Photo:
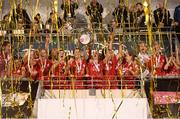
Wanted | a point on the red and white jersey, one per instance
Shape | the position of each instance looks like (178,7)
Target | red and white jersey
(110,66)
(78,67)
(95,69)
(143,57)
(45,66)
(159,63)
(60,69)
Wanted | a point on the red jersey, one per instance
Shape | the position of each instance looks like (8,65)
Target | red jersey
(110,73)
(158,62)
(59,74)
(95,71)
(128,79)
(45,67)
(78,69)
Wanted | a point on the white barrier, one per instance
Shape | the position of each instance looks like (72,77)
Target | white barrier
(93,107)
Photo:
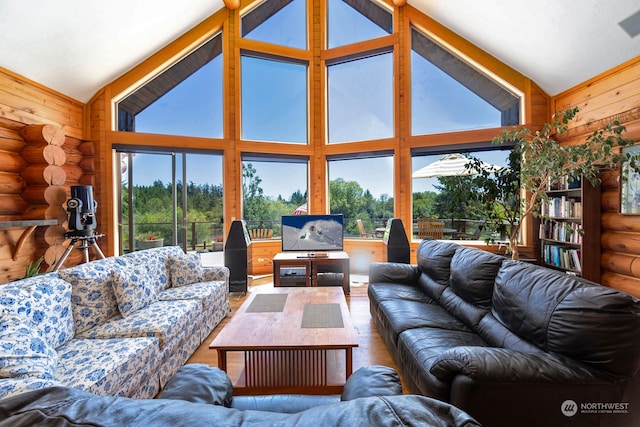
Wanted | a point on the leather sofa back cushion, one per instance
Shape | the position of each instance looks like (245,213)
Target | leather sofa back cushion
(571,316)
(434,259)
(473,274)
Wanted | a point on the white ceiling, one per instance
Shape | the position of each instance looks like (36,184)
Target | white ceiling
(78,46)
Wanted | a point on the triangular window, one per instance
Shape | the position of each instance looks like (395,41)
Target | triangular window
(449,95)
(352,21)
(280,22)
(185,99)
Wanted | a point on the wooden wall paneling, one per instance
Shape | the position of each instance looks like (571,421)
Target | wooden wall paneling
(611,95)
(100,147)
(11,183)
(11,162)
(45,148)
(28,102)
(34,124)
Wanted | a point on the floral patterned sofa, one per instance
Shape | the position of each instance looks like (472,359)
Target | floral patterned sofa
(120,326)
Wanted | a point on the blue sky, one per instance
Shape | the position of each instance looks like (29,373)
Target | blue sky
(194,108)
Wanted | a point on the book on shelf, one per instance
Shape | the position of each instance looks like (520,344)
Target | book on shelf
(562,257)
(563,183)
(561,207)
(561,231)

What is needed> Can you print all of the lines above word for word, leaving the pictures out?

The result>
Photo:
Wanted | a point on the red and white jersey, one per instance
Shape | the position of each instance looks like (178,7)
Target | red and white jersey
(110,66)
(78,67)
(95,69)
(143,57)
(45,66)
(159,63)
(60,69)
Wanted | a point on the red jersey, one per instance
Shape | the position of each instance looks like (8,65)
Target | red jersey
(110,73)
(158,62)
(59,74)
(95,71)
(128,79)
(45,67)
(78,69)
Wanted | a point on the white barrier, one per instance
Shape | the position of each instance looks like (72,77)
Target | white barrier
(93,107)
Photo:
Wanted | a point on the leather sofa back cushion, one per instance
Shape | the position of each instance looks like (245,213)
Target | leather sofa back cushion
(571,316)
(434,259)
(473,274)
Wanted | a point on the white ceiling, one per instance
Shape | the position of each instance looks like (36,184)
Target | white ceiling
(78,46)
Wanted | a point on the triangular window, one per instance
Shape | the position of each instance looks like (395,41)
Target | triangular window
(449,95)
(352,21)
(280,22)
(185,99)
Wanted | a point on the wooden wall paneling, one per instance
Shape | the position of each instance looks like (571,421)
Target | wooden wall paneling
(611,95)
(100,147)
(11,183)
(11,162)
(45,148)
(28,102)
(34,124)
Wanted | a point on the floral patterned sofa, one per instance
Shape | the position of each instance looks like (472,359)
Target | floral patterned sofa
(120,326)
Wanted | a point on the blue sky, one per instance
Shape | the position of each instance looks like (29,373)
Target | blue sky
(194,108)
Wanted | a point on the book on shelf, one per instance
Shape | the position of each instance looks like (520,344)
Target | book on shelf
(562,257)
(563,183)
(561,207)
(561,231)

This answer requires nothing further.